* TASK DETAILS *
Can you put the rows into a numbered list, starting with the line that contains "Exercise. Put one marker on every instance of the forearm" and running through the last row, with blank lines left out?

* STORED RECORDS *
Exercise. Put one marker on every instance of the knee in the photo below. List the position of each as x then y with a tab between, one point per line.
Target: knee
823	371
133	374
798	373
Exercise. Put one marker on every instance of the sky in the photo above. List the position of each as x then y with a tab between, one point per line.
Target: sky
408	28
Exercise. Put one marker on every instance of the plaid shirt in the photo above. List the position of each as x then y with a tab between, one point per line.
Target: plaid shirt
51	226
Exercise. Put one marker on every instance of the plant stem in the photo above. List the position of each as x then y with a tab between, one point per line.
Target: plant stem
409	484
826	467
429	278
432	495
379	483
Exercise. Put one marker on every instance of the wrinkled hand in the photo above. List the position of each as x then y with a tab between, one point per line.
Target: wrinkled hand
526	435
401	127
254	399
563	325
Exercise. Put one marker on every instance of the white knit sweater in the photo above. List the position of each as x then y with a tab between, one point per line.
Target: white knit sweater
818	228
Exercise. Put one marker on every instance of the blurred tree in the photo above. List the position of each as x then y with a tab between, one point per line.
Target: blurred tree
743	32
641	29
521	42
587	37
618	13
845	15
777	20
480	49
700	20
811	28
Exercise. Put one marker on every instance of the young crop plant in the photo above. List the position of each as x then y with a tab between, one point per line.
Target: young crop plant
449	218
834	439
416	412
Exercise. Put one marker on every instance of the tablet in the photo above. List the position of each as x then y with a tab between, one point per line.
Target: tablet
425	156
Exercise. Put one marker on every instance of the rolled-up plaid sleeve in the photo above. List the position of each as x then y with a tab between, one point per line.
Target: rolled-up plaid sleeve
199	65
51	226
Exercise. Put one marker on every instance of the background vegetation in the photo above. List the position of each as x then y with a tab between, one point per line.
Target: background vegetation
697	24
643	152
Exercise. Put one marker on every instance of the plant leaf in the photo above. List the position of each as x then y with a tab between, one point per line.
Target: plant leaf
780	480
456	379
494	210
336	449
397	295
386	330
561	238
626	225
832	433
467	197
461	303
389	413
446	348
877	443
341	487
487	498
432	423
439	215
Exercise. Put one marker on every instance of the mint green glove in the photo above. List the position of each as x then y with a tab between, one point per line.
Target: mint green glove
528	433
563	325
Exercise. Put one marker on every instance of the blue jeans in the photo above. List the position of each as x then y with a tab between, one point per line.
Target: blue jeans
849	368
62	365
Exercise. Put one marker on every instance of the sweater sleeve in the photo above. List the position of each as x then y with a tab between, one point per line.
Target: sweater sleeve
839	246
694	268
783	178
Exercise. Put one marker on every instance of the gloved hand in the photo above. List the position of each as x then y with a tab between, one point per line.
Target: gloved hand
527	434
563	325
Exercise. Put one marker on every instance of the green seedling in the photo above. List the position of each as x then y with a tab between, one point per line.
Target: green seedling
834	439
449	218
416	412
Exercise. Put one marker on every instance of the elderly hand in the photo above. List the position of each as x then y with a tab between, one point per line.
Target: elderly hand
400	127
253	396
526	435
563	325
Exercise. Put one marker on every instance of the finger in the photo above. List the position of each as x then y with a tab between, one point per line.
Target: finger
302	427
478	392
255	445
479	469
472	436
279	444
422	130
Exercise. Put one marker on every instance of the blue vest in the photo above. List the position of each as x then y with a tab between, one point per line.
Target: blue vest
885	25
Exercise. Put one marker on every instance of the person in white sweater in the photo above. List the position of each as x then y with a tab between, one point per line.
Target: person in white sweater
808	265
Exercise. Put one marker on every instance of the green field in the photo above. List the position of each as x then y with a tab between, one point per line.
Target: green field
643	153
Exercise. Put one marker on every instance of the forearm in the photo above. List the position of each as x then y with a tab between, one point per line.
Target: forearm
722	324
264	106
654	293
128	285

* SOLUTION FOR THIS PROBLEM *
1. Exercise. Put one marker on every instance of the forearm in the photo above. List the position of each as x then y with a tab between, one point per line.
2. Target: forearm
3. 722	324
4. 264	106
5. 654	293
6. 128	285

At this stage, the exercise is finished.